Texte
++++++++++++++++++++

En prenant de la hauteur, la situation globale du monde n’est guère plus réjouissante; on n’évoque que deux ou trois conflits alors que plus de cinquante sont devenus endémiques. L’invasion de l’Ukraine est angoissante à plus d’un titre ; le conflit s’enlise et le bel élan de solidarité occidentale en faveur de l’agressé s’assoupit, ce qui est d’autant plus périlleux que le locataire du Kremlin joue la carte mystique, celle de l’envoyé du Très haut, chargé d’une mission salvatrice. On ne le sait que trop bien : dès que la religion se mêle de politique, tous les dérapages sont possibles ; en l’occurrence, en cas de malheureuse victoire russe, la volonté de « purification » pourrait bien s’étendre vers les Balkans.

Autres braises qui rougeoient, l’attaque programmée de la Chine contre Taiwan dont les conséquences dans les domaines politiques internationaux et technologiques sont incommensurables, sans parler de l’Iran qui ronge son frein jusqu’à cette nuit du 13 avril qui vit pas moins de 300 drones et missiles foncer vers Israël avec un succès quasi nul grâce au bouclier de fer et l’action conjointe de la France, des USA et d’un certain nombre de pays arabes.

Outre-Atlantique, guère mieux, la société se délite, les vieilles valeurs symboliques sont à l’encan. L’orangé illuminé a faisandé le pays ; pour ses partisans, l’assaut du Capitol n’est qu’un fait divers monté en épingle par des médias gauchisants. Quelle que soit l’issue du vote de novembre, à moins qu’un troisième larron providentiel n’entre en lice, le clivage ira en s’approfondissant avec vraisemblablement des émeutes d’une grande ampleur et une flambée de l’inflation.

Pour des raisons explicitées dans de précédentes chroniques, la référence ou plutôt la dépendance au dollar a fortement diminué au profit d’autres devises dont le yuan. La flambée historique de l’or illustre ces revirements, encouragé qu’il est par l’action des banques centrales qui se délestent progressivement de la devise américaine (en une trentaine d’années, la part américaine dans les réserves des instituts nationaux a passé de plus de 70% à 50% à peine); même la poussée des crypto monnaies est peut être une conséquence de cette fuite en avant.

++++++++++++++++++++

Consigne 1
D'après le texte sur la situation mondiale, combien de drones et de missiles ont foncé vers Israël dans la nuit du 13 avril ?
Consigne 2
Poursuivez le texte sur la situation mondiale à partir de sa dernière phrase.
Les lignes n'ont aucun lien avec le texte sur la situation mondiale.

Matériel fourni
++++++++++++++++++++

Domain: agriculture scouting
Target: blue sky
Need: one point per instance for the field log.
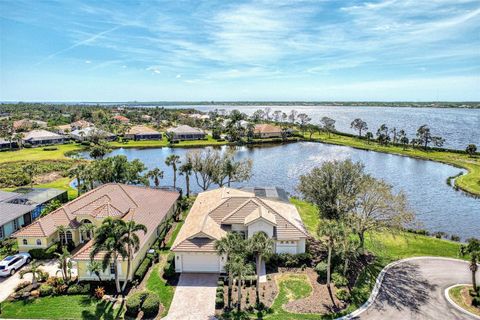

++++++++++++++++++++

Réponse attendue 1
Pas moins de 300.

Réponse attendue 2
Entre le marasme qui se répand aux Etats-Unis et les menaces à l’encontre de notre continent, que faire ? Comme le disait récemment M. Charles Gave, fondateur de Gavekal, société de conseil en gestion d’actifs : « Nous entrons dans le temps des tempêtes ».

Entre les grondements en Europe et les convulsions croissantes en Amérique du Nord, revenons à nos régions. Il convient d’adapter la voilure du navire sur lequel nous naviguons : la Suisse. Premier constat par rapport à nos partenaires proches ou plus lointains, le climat social y est plus serein ; non pas que des familles ne soient pas en difficulté, mais l’Etat, peu ou prou, s’emploie à les aider. Il ne règne certes plus dans les écoles le climat des années 50, mais il y subsiste une certaine conception de la hiérarchie et les enfants acceptent un enseignement laïque sans le remettre systématiquement en question. La police locale est discrète et respectée ; apparemment, elle est efficace et dissuasive à la lecture de la baisse de la criminalité.

Notre pays a d’autre part une grande chance, c’est fondamentalement un pays pauvre ; on n’y trouve guère de ressources naturelles pouvant justifier une invasion, hormis l’eau, retenue par des barrages dont la destruction entrainerait de tels dégâts, dans le pays et chez nos voisins, que l’opportunité semble bien aléatoire. Le tissu industriel, dans le fameux triangle d’or, est certes dense, mais en quelques jours, il peut être mis hors d’usage pour une longue période.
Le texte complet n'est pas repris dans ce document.